(SET TASK)
Reproduce every entry below character for character.

(LISTED ENTRIES)
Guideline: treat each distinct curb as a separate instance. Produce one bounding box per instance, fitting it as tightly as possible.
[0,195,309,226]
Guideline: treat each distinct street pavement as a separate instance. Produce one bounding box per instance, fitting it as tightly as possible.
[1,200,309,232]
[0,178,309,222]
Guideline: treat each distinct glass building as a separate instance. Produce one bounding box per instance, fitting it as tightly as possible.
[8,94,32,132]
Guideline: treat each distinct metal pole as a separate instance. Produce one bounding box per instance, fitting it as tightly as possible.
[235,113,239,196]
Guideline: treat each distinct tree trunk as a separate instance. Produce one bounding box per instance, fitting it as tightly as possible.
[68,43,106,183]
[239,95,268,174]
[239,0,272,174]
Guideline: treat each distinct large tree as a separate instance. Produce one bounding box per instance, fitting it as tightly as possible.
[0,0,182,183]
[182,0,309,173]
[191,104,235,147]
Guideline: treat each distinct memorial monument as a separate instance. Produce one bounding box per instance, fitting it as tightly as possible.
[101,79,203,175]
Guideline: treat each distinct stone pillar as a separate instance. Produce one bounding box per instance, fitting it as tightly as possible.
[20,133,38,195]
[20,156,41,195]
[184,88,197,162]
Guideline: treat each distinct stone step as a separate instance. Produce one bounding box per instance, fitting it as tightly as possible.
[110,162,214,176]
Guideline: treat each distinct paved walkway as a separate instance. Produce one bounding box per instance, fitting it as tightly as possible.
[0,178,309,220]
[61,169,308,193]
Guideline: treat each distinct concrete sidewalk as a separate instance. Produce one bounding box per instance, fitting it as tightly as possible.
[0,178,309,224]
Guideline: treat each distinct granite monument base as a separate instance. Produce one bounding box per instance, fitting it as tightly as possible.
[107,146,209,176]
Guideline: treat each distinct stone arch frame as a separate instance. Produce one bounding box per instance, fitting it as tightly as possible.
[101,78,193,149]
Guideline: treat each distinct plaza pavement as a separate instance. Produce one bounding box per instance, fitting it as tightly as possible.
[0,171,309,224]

(CORRECT RESULT)
Guideline: treat each distinct curb as a separate instance. Produce one bounding box per instance, fitting it as tightly as possible.
[0,195,309,226]
Guideline: treat each distinct street pavement as a separate instance. Produce one bounding box per instance, fitting it as tightly as possible.
[1,200,309,232]
[0,178,309,222]
Guideline: treat each distinct glass building as a separate instance. Produce one bounding box per instance, fitting it as tightly as possible.
[8,94,32,132]
Guideline: treat each distinct metal pole as a separate instance. Produce one bounding box per instance, fitting it as tightly as possible.
[235,113,239,196]
Guideline: treat each distinct tree trunk as a separate instance. Produce one bounding box per instance, fitting it as tightly as possible.
[68,43,106,183]
[239,95,268,174]
[239,0,272,174]
Guideline: treat each distinct large tree as a separate instance. Produce one bounding box per instance, fitting it as tightly as possible.
[0,0,182,183]
[182,0,309,173]
[191,104,235,147]
Guideline: treat each distinct memorial monument as a separate instance. Produce one bounding box per instance, fitting it as tightly as possible.
[101,79,203,175]
Guideline: treat each distinct stone pillar as a separate instance. Produce one bounding box per instance, fitting it as tightly as possible.
[20,133,38,195]
[20,156,41,195]
[184,88,197,162]
Guideline: treat each distinct stone step as a separate instance. Produce one bounding box per instance, fitting it as tightly as possible.
[110,162,214,176]
Guideline: treat each distinct paved walkway as a separate instance. Produce one bounding box per instance, fitting it as tightly as possible.
[0,178,309,220]
[61,169,308,193]
Guideline: treat each distinct concrete sidewalk as a separate instance. Produce one bounding box per instance, fitting it as tightly as possible.
[0,178,309,224]
Guideline: treat each distinct granite monument base as a separate instance. Produce one bounding box per instance, fitting it as tightly as possible.
[107,146,209,176]
Guideline: treat each distinct stone arch frame as a separate instance. Produce one bounding box per instance, fitting it as tightly as possible.
[101,78,193,149]
Guideline: treat each distinct plaza pavement as a separate instance. Produce one bounding box per instance, fitting it as tightly as possible.
[0,171,309,224]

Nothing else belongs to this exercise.